#### [Set problem]
Which lines run from the one containing "the microphone, placing" to the end of the entries? Quote them exactly, and nothing else.
* START Dataset records *
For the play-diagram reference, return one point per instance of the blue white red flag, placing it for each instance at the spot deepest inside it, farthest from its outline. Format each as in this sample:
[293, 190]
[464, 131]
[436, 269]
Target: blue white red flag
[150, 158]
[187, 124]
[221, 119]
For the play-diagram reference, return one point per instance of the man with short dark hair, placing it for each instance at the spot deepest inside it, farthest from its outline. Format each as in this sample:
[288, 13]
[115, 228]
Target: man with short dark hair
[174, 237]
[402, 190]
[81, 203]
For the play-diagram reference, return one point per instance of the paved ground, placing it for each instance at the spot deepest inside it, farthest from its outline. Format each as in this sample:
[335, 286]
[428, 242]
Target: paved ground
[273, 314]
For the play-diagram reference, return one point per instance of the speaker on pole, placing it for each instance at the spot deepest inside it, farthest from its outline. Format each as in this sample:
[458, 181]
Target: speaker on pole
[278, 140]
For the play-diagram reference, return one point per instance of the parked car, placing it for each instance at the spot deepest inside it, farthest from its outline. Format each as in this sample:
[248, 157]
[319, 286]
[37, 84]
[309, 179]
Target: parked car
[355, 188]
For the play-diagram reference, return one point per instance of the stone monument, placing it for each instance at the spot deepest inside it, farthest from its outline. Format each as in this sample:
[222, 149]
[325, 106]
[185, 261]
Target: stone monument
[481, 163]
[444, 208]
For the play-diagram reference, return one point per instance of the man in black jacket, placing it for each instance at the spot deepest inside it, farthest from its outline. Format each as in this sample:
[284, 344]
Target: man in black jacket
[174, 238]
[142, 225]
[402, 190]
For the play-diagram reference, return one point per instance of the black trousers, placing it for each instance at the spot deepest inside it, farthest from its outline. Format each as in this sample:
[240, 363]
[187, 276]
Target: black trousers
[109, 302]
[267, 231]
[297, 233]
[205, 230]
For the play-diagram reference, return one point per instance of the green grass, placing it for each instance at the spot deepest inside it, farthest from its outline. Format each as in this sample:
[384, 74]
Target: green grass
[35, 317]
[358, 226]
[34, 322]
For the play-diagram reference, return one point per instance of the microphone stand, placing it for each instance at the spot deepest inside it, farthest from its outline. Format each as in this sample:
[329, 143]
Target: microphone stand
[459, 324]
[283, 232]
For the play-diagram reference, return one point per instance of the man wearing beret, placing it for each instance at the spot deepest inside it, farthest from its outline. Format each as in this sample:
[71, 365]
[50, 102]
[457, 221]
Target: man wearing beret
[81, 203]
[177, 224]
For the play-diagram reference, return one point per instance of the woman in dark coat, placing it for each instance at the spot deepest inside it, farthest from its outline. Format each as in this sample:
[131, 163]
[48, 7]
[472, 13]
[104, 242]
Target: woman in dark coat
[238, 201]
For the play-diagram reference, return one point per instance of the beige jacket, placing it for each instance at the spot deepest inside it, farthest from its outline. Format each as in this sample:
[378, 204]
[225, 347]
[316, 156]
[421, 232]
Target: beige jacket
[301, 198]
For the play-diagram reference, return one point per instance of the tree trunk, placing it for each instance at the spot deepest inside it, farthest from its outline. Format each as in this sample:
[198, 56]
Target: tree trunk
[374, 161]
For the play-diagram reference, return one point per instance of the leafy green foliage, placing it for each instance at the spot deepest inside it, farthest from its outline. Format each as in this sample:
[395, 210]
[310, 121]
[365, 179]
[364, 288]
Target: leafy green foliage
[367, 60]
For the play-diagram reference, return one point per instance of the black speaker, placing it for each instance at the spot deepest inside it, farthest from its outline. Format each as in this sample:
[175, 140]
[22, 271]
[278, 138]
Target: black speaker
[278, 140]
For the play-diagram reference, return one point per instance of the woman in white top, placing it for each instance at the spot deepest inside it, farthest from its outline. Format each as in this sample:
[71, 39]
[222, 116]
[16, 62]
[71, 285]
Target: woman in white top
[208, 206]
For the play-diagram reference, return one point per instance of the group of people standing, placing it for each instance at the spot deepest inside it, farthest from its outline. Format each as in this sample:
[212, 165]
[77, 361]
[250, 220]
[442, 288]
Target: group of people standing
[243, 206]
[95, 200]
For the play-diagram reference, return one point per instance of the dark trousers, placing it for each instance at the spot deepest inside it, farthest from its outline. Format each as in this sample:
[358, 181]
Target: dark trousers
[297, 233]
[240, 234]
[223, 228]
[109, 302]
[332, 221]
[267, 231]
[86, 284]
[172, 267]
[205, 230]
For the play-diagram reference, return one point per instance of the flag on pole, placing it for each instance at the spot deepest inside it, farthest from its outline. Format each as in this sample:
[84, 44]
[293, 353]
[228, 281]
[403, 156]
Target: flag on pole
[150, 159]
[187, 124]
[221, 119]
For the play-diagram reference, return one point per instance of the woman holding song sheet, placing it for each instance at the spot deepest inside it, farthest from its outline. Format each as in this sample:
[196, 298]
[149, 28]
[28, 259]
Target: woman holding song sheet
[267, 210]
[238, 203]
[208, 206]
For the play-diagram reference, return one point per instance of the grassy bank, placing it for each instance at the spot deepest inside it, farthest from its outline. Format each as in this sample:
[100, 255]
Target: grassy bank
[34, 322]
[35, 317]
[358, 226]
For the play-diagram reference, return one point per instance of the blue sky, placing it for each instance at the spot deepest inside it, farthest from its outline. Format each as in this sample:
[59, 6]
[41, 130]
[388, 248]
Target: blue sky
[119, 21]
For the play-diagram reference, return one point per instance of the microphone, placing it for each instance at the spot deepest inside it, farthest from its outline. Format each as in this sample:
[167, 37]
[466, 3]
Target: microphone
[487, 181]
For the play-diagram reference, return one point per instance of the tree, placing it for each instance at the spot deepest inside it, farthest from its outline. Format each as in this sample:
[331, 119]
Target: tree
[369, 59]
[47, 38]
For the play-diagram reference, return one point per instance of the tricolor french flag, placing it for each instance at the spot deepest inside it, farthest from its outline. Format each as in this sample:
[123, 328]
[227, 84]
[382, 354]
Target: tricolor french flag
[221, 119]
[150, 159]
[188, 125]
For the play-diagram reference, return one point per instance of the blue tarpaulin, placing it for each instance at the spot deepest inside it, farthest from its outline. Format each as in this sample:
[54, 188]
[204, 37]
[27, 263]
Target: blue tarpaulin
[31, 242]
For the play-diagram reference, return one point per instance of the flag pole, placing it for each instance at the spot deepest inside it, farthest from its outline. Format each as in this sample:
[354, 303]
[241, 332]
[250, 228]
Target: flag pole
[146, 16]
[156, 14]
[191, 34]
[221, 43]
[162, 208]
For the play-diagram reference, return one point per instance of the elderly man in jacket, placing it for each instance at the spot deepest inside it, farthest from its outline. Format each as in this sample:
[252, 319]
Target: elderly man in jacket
* END Dataset records *
#### [Answer to the problem]
For the play-diagram reference, return one point per instance of the microphone, placing it for each instance at the spot deepest inside it, farthest from its outline. Format each as in this sample:
[167, 37]
[466, 3]
Target: microphone
[487, 181]
For the play-diagram reference, return one point per instance of the tree, placing it for each instance at the spot deepest inside it, farthest from its outline. Format each as in this sample:
[331, 119]
Target: tree
[369, 59]
[47, 38]
For the play-diagram reference, return one point per instance of the tricolor french flag, placing it for each instance at the spot deepest inside it, farthest from its outline. Format each as in this sample:
[123, 328]
[227, 84]
[382, 354]
Target: tricolor french flag
[221, 119]
[150, 159]
[188, 125]
For the play-diagram reference, return one point per instance of the blue tarpaulin, placing it for each instance at the spot deepest inside it, farthest from its outline. Format each as in this sample:
[54, 188]
[204, 37]
[27, 263]
Target: blue tarpaulin
[31, 242]
For the play-diagram reference, return one point per instance of the flag pole, placing it for each instance at the spot deepest inside it, farthest from its outline. Format each as in this sample:
[354, 303]
[241, 332]
[250, 228]
Target: flag pole
[146, 16]
[156, 14]
[191, 34]
[221, 43]
[162, 208]
For the play-diagram reference, return one point per instance of the elderly man in jacket, placing it for each instance at the spot deepest inside it, farthest from its outline. Format each as in this sample:
[252, 319]
Target: elderly man in jacket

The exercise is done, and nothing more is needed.